## WHAT NEEDS TO BE DONE
Exact copy, no pictures: reproduce every record below as it stands.

## TASK MATERIAL
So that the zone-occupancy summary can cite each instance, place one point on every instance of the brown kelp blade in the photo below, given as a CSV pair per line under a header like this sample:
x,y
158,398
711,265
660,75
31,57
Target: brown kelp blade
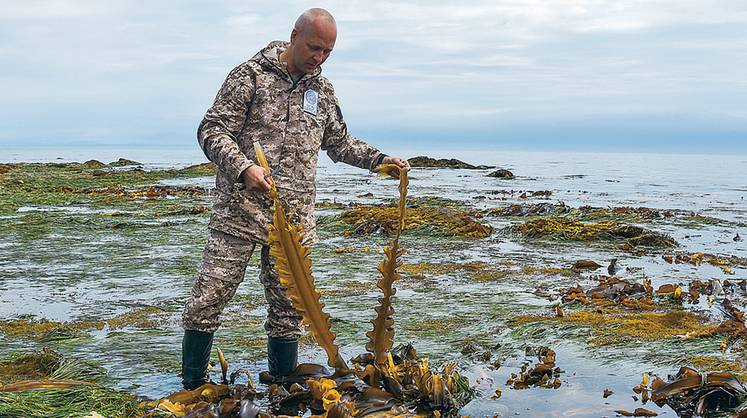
x,y
293,265
381,338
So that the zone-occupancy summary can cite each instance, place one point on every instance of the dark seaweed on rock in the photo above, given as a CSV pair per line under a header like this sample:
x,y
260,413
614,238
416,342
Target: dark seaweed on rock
x,y
427,162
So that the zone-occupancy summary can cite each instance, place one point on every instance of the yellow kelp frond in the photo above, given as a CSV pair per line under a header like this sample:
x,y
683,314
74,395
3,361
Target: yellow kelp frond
x,y
381,338
293,265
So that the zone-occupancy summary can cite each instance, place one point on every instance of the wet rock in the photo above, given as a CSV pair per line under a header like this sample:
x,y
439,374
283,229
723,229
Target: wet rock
x,y
536,209
367,219
586,265
93,164
427,162
122,162
502,174
693,393
568,229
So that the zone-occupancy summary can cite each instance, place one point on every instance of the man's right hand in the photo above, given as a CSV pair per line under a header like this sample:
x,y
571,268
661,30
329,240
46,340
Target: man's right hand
x,y
255,178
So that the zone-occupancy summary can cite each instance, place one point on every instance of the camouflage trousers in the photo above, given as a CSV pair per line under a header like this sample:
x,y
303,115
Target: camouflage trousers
x,y
223,266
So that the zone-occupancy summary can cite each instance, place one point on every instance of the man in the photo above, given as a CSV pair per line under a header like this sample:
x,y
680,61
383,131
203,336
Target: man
x,y
279,99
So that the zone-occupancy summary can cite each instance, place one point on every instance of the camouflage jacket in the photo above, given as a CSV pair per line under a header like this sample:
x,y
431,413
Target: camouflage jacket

## SOLUTION FOR THIS TASK
So that the zone-occupancy summary can cite each instance, place one point on every instance of the brown kelp blade in the photo below, given as a CSV pair per line under a header like this sample:
x,y
158,398
711,265
660,75
31,57
Target: brown kelp blade
x,y
293,265
381,338
So that the zone-occupancy summary can cite each instance, place one point on every instance of the dark seaweed on rock in the photo above, given as a CSV pair per line under a header like this sample:
x,y
260,413
614,238
416,342
Target: dark seaweed on rock
x,y
427,162
So that the zone-occupancy summary can cite each instance, place one point on every instance of the yellow kelp frond in the photo above, given as a CSV pair per line under a header like this sample:
x,y
683,314
74,395
3,361
Target: yellow kelp frond
x,y
381,338
293,265
So that the zone-occupancy summary can cite each instance, place one point on every instance of the wet rock in the photo above, given as a CSV pair per line under a header like this sample:
x,y
439,374
283,229
723,229
Target: wet rock
x,y
536,209
367,219
586,265
93,164
427,162
122,162
502,174
693,393
568,229
So that the zone-occupancy summary can cite each instance, place one point on every instance of the man's right hand in the photo above, given as a CSV pair per line under a header like this sample:
x,y
571,268
661,30
329,240
46,340
Target: man's right hand
x,y
255,178
So that the zone-occupancy summary can cite each instance, place one point on every instance of the camouflage trousers in the photo above, given as a CSV pair per line under a header like this sample:
x,y
303,115
Target: camouflage trousers
x,y
223,266
So that the zone-occupancy summary can cite each instance, place one point on every instance of the man in the photo above, given as a CSV pair per line under a header like this sample:
x,y
680,61
383,131
203,336
Target: man
x,y
279,99
So that the zone-occupancy summary can cite each instance, place one point on every instance of the camouflage jacket in the photo above, given as a CSV pair per line under a header like this sample:
x,y
431,413
Target: camouflage jacket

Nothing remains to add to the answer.